**Excerpted text:**
• • • •

Market Conditions & Outlook

 

                        Agricultural. Global farm-economic conditions remain solid and continue to have a positive long-term outlook. In this regard, demand for crops is benefiting from a global population gaining in both size and affluence, and from a dramatic rise in the use of renewable fuels. As a result, carryover stocks of commodities such as wheat and corn remain low, providing support to crop prices and overall farm fundamentals. In the near term, higher input costs, particularly related to energy prices, are having a negative impact on global farm income and putting pressure on farm machinery sales in key markets. In addition, uncertainty over global trade policies is contributing to a softer retail environment.

 

In the U.S. and Canada, farmers are in sound overall financial condition with support from relatively low debt levels and rising land values. However, cash receipts are forecast to be below last year’s record level, while higher interest rates and increased input costs are causing farm incomes to narrow. In addition, dry weather in the U.S. Plains states and Southeast is having a negative effect on farmer sentiment. Based on these factors, Deere projects industry retail sales in the U.S. and Canada to be down at least 5 percent for 2006.

 

Consistent with the company’s previous forecast, industry retail sales in Western Europe are forecast to be down about 5 percent for the year due to concerns over input costs, government farm policies and dry conditions in certain areas. In South America, conditions have weakened further and the outlook for industry retail sales is now down about 25 percent for the year. Negative factors include persistent strength in the Brazilian currency as well as higher input costs, primarily related to the treatment of soybean rust. In Australia, dryness is having a negative effect on the wheat crop, with industry retail sales in that region of the world now projected to decline about 15 percent for the year.

 

Based on these factors and market conditions, worldwide sales of John Deere agricultural equipment are forecast to be down about 4 percent for the year. Although benefiting from newly introduced products, sales are being negatively affected by ongoing efforts to reduce inventories and trade receivables. Worldwide farm machinery production is expected to be down about 20 percent in the fourth quarter in comparison with the same period last year.

• • • •

**Data extract:**
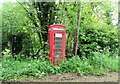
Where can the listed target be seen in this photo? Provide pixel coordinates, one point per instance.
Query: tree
(42, 15)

• • • •

**Written task 1:**
In the farm equipment outlook, reproduce the stretch from "Market Conditions & Outlook" through "softer retail environment.".
**Written task 2:**
Answer these from the farm equipment outlook:
(a) By how much does Deere project industry retail sales in the U.S. and Canada to fall for 2006?
(b) What is the outlook for industry retail sales in South America for the year?
(c) How is worldwide farm machinery production expected to change in the fourth quarter compared with the same period last year?

**Full output 1:**
Market Conditions & Outlook

 

                        Agricultural. Global farm-economic conditions remain solid and continue to have a positive long-term outlook. In this regard, demand for crops is benefiting from a global population gaining in both size and affluence, and from a dramatic rise in the use of renewable fuels. As a result, carryover stocks of commodities such as wheat and corn remain low, providing support to crop prices and overall farm fundamentals. In the near term, higher input costs, particularly related to energy prices, are having a negative impact on global farm income and putting pressure on farm machinery sales in key markets. In addition, uncertainty over global trade policies is contributing to a softer retail environment.

**Full output 2:**
(a) At least 5 percent.
(b) Down about 25 percent.
(c) Down about 20 percent.